Here’s the latest edition in our series of stories about the creative meetings between songwriter/composers. This week sees the meeting of two characters that seem worlds apart: Yves Lambert and Josh Dolgin, better known as Socalled. When two free musical spirits and their respective passions for tradition collide, the result is explosive!

 Another first in this series on songwriting duos: the interviews were conducted separately. Lambert, a bona fide forefather of Québec’s traditional-music scene, and former linchpin of higely successful Quebec group la Bottine Souriante, is true to himself on this day: ebullient, passionate, and on time for our meeting in a café in Montréal’s Mile End neighbourhood.

But where’s Socalled? Lost somewhere in the city, one can presume. Lost in his studio, busy producing songwriter Sarah Toussaint-Léveillée’s first album, we hope. Maybe he’s nursing a Chanukah hangover, because of eight days of celebration during this unusually mild month of December? “Socalled is one helluva weirdo, but I love weirdos,” says Lambert, with a smirk that says he’s not a bit surprised that his friend forgot our rendezvous.

Earlier in 2015, our missing weirdo launched his incredible People Watching album, a musical melting pot where pop, funk, rap, reggae and traditional Jewish music party together. Lambert was featured on that album in a duet with legendary reggae/dancehall singer Josey Wales on a song called “Bootycaller.”

Provided material:

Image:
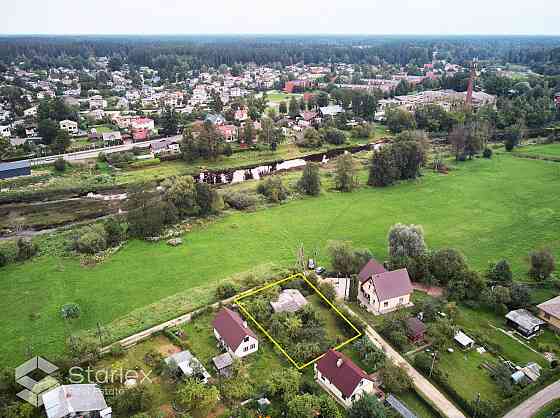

Required action 1: Rewrite the paragraph of the songwriting-duo article that begins "Earlier in 2015" so it is shorter but keeps its main facts.
Required action 2: In the songwriting-duo article, take the part that opens with the words containing "Another first in" and closes with "Mile End neighbourhood.", and write it out again with "ebullient" swapped for "cheerful".

Task output 1: In 2015, Socalled released People Watching, an album that mixes pop, funk, rap, reggae and traditional Jewish music. On it, Lambert sings a duet called "Bootycaller" with legendary reggae/dancehall singer Josey Wales.

Task output 2:
Another first in this series on songwriting duos: the interviews were conducted separately. Lambert, a bona fide forefather of Québec’s traditional-music scene, and former linchpin of higely successful Quebec group la Bottine Souriante, is true to himself on this day: cheerful, passionate, and on time for our meeting in a café in Montréal’s Mile End neighbourhood.